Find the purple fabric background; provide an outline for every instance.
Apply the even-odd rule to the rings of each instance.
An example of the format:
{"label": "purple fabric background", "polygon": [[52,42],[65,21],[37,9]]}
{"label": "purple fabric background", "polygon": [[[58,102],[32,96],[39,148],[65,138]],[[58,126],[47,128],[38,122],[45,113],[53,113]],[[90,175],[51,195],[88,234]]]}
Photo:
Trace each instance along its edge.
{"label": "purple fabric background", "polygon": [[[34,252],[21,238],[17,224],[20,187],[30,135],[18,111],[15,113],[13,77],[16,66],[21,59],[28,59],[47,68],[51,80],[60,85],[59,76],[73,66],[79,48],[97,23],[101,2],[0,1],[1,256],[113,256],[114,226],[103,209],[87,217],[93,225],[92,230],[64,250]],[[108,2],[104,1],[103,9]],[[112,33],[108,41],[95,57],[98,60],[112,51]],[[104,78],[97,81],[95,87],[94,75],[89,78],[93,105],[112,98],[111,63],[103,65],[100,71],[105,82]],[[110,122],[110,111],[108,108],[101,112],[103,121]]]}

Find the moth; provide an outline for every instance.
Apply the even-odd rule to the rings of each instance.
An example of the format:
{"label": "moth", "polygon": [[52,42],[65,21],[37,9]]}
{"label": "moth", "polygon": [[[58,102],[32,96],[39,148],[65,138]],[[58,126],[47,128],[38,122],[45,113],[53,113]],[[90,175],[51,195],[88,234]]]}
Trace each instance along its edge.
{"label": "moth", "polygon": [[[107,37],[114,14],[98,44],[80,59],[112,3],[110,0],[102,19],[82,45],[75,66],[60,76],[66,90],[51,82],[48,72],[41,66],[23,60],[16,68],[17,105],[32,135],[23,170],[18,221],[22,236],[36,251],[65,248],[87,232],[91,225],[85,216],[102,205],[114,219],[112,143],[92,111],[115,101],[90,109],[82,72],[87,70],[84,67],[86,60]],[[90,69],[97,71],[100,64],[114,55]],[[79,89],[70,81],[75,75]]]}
━━━━━━
Rewrite the lines above as a JSON list of strings, with one string per line and blank lines left out.

[
  "Find the purple fabric background; provide an outline for every instance.",
  "Apply the even-odd rule to the rings of each instance.",
  "An example of the format:",
  "{\"label\": \"purple fabric background\", \"polygon\": [[52,42],[65,21],[37,9]]}",
  "{\"label\": \"purple fabric background\", \"polygon\": [[[58,102],[32,96],[39,148],[65,138]],[[58,126],[47,128],[38,122],[45,113],[53,113]],[[90,175],[51,195],[88,234]]]}",
  "Photo:",
  "Trace each instance along its edge.",
  "{\"label\": \"purple fabric background\", \"polygon\": [[[34,252],[21,238],[17,224],[20,187],[30,135],[18,111],[15,113],[13,77],[16,66],[21,59],[28,59],[47,68],[51,80],[60,85],[59,76],[73,66],[79,48],[97,23],[101,2],[0,1],[1,256],[113,256],[114,226],[103,209],[87,217],[93,225],[92,230],[64,250]],[[108,2],[104,1],[103,9]],[[112,33],[108,41],[95,57],[98,60],[112,51]],[[104,78],[97,81],[95,87],[94,75],[89,78],[93,105],[112,98],[111,63],[103,65],[100,71],[105,82]],[[110,122],[110,111],[108,108],[101,112],[103,121]]]}",
  "Find the moth; provide an outline for every instance.",
  "Apply the even-odd rule to the rings of each instance.",
  "An example of the format:",
  "{\"label\": \"moth\", \"polygon\": [[52,42],[65,21],[37,9]]}",
  "{\"label\": \"moth\", \"polygon\": [[[58,102],[32,96],[39,148],[65,138]],[[58,126],[47,128],[38,122],[45,113],[53,113]],[[90,175],[51,195],[88,234]]]}",
  "Trace each instance along its edge.",
  "{\"label\": \"moth\", \"polygon\": [[[107,37],[114,14],[98,44],[80,59],[112,3],[110,0],[102,19],[82,45],[75,66],[60,76],[66,90],[51,82],[48,72],[41,66],[23,60],[16,68],[17,105],[32,135],[23,170],[18,221],[22,236],[36,251],[65,248],[87,232],[91,225],[85,216],[102,205],[114,219],[112,143],[92,111],[115,101],[90,109],[82,72],[87,70],[84,67],[86,60]],[[90,69],[97,71],[100,64],[114,55]],[[79,89],[70,81],[75,75]]]}"
]